--- BEGIN ---

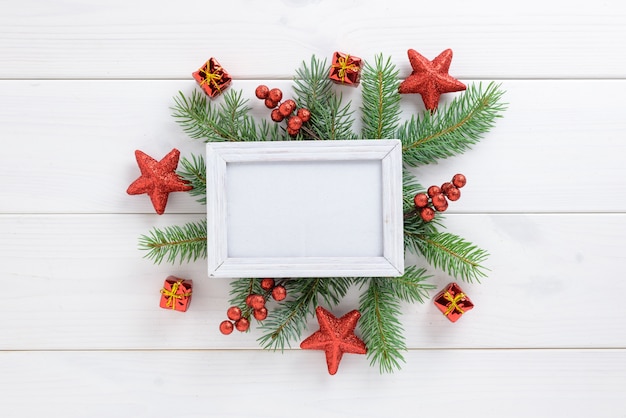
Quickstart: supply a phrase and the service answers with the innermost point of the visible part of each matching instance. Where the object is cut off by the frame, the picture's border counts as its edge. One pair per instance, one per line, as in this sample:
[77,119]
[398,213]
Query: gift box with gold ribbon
[453,302]
[345,69]
[176,294]
[212,78]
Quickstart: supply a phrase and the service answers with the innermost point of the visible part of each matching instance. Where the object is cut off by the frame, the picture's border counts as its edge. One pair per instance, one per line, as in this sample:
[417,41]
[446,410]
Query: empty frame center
[304,209]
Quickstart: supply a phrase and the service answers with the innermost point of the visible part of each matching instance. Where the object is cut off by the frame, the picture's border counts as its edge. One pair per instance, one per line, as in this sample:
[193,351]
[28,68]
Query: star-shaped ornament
[430,78]
[158,178]
[335,337]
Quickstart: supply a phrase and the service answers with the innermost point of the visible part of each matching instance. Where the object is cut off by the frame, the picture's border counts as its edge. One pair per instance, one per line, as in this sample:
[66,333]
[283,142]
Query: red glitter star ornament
[335,337]
[430,78]
[158,178]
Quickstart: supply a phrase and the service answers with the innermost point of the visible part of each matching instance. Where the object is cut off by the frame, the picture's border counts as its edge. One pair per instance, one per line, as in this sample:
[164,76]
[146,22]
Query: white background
[84,84]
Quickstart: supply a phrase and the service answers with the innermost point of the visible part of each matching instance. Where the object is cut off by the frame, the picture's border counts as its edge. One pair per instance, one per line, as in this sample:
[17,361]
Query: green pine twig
[194,171]
[380,111]
[183,243]
[453,129]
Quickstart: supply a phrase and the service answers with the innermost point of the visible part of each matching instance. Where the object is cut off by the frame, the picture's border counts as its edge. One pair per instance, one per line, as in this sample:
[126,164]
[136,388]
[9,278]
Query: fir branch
[286,323]
[330,118]
[186,243]
[194,171]
[453,129]
[380,111]
[451,253]
[201,119]
[380,311]
[380,326]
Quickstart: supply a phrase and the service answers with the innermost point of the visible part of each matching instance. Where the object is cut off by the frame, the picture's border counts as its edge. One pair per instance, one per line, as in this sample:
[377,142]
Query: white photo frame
[305,209]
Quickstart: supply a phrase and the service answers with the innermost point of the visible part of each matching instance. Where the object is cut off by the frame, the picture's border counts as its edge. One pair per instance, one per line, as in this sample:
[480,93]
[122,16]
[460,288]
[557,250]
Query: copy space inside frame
[304,209]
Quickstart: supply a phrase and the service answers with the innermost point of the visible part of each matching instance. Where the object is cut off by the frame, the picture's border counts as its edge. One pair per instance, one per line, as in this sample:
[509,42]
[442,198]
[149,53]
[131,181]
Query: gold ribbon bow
[211,77]
[344,67]
[171,294]
[454,300]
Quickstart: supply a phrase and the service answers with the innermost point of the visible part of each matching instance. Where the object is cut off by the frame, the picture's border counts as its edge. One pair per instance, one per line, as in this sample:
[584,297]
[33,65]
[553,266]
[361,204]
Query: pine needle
[185,243]
[453,129]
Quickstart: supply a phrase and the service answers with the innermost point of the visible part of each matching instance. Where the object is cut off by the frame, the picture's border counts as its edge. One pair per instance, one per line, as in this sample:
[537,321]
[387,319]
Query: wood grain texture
[551,152]
[84,84]
[267,40]
[489,383]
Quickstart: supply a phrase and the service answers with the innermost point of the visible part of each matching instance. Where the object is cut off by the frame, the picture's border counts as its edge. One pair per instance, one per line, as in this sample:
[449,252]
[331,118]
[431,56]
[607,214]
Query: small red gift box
[212,78]
[176,294]
[345,69]
[453,302]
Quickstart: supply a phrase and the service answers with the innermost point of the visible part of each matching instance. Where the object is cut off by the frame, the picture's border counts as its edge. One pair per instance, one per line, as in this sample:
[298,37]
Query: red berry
[433,190]
[427,214]
[234,313]
[275,95]
[267,284]
[304,114]
[262,92]
[445,187]
[226,327]
[459,180]
[421,200]
[287,107]
[276,115]
[242,324]
[256,301]
[294,123]
[454,194]
[260,314]
[279,293]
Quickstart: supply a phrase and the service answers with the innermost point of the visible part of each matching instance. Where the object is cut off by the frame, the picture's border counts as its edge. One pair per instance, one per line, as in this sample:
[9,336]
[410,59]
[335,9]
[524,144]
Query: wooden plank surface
[549,153]
[84,84]
[477,383]
[260,40]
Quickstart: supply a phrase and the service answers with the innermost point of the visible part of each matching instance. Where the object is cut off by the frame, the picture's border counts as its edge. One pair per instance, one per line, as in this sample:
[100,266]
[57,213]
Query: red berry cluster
[240,320]
[284,110]
[436,199]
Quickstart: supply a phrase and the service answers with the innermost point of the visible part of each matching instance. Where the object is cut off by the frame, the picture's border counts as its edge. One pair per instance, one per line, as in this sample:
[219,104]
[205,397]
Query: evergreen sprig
[380,111]
[194,171]
[425,138]
[201,119]
[183,243]
[290,318]
[449,252]
[453,129]
[330,117]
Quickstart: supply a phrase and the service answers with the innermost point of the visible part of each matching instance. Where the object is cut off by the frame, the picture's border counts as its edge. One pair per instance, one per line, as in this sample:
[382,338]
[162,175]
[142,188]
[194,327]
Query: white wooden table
[84,84]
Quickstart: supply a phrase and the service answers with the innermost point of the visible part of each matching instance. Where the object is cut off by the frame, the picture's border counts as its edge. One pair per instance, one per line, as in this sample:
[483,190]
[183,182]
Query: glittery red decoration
[176,294]
[430,78]
[158,178]
[212,78]
[335,337]
[453,302]
[345,69]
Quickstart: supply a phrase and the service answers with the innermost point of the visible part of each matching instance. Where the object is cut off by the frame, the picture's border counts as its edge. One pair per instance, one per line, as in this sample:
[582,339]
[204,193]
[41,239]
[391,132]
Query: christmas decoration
[452,302]
[212,78]
[345,69]
[335,337]
[436,198]
[158,179]
[281,309]
[430,78]
[176,294]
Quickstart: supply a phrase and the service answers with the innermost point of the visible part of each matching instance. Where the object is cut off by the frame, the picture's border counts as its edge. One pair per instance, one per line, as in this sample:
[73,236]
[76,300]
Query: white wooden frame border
[388,151]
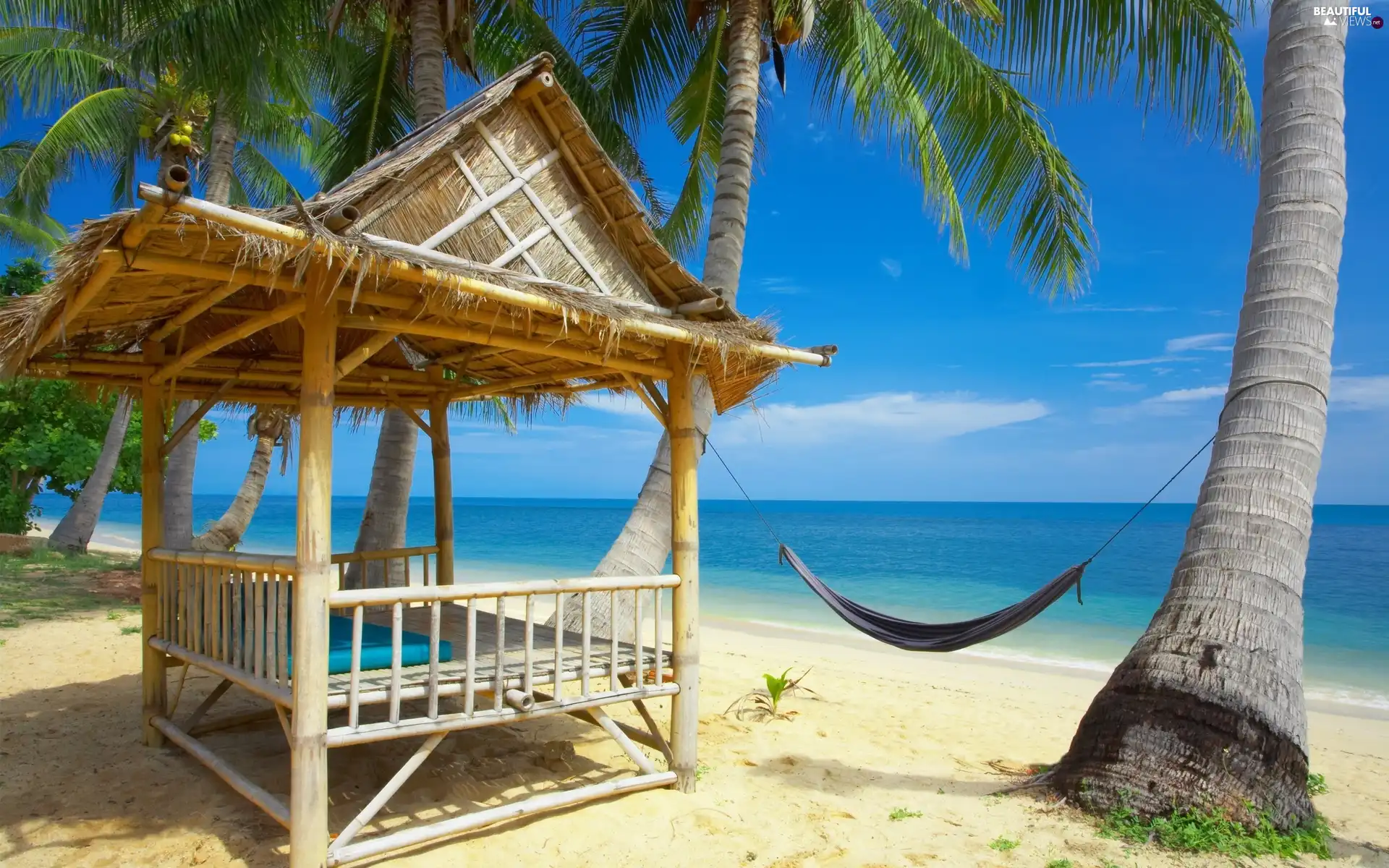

--- END ---

:: Stated goal ::
Gather every line in the listing above that contains the string "berry", and note that case counts.

:: Response for this exercise ::
Query: red berry
Query: red berry cluster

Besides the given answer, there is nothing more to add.